Task objective: Can you transcribe every one of the lines below exactly, leaving the pictures out?

— Start of Data extract —

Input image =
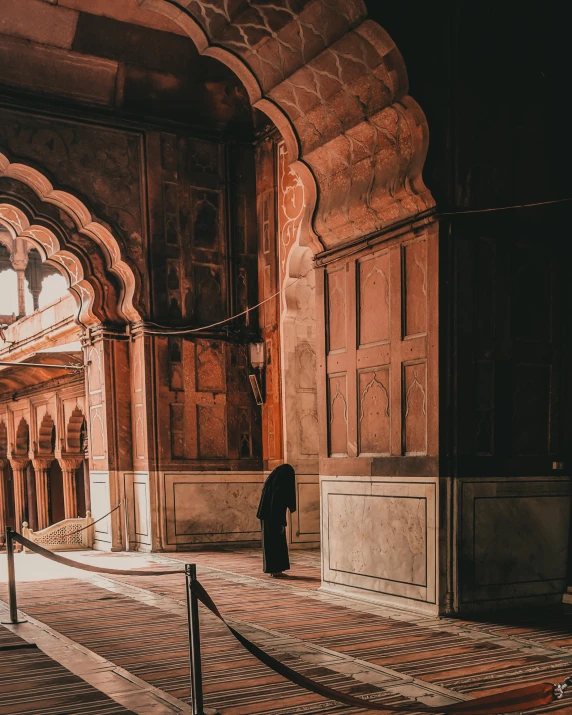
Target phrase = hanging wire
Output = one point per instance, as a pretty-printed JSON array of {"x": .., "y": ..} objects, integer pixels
[
  {"x": 187, "y": 331},
  {"x": 503, "y": 208}
]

— End of Data extract —

Solved exercise:
Input image =
Target phrase = hanging wire
Output = one point per instance, as a pretty-printed JSON array of {"x": .., "y": ..} objects, integer pixels
[
  {"x": 187, "y": 331},
  {"x": 503, "y": 208}
]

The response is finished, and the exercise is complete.